-- Start Provided information --

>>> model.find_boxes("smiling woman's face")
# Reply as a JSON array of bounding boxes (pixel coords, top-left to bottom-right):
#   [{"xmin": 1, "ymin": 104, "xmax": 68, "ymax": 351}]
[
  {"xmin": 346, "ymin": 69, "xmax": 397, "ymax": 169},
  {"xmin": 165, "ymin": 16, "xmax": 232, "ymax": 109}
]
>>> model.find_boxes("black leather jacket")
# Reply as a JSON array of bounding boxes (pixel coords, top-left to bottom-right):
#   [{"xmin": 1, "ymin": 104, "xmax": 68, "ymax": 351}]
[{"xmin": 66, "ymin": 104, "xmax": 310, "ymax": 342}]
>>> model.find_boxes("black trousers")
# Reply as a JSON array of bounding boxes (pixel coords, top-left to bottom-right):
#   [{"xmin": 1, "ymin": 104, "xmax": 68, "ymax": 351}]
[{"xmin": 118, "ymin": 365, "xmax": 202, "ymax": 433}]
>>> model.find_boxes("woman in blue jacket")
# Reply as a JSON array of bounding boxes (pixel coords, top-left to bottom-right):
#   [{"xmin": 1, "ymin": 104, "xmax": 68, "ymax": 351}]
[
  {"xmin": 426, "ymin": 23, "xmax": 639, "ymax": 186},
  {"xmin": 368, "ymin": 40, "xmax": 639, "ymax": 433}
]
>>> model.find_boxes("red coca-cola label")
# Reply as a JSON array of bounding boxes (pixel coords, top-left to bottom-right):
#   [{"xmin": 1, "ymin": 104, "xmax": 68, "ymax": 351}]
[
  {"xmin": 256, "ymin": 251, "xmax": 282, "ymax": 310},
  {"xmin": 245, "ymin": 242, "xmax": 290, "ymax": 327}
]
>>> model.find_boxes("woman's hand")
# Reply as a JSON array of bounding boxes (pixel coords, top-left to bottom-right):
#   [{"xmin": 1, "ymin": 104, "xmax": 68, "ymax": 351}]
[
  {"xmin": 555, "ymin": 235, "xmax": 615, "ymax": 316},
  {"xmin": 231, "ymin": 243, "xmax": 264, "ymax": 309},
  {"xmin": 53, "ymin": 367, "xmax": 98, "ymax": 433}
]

-- End Provided information --

Task requirements - Return each line of the listing above that contains the word "jacket".

Response to the task -
>>> model.find_boxes("black leather jacket")
>>> model.find_boxes("woman in blue jacket")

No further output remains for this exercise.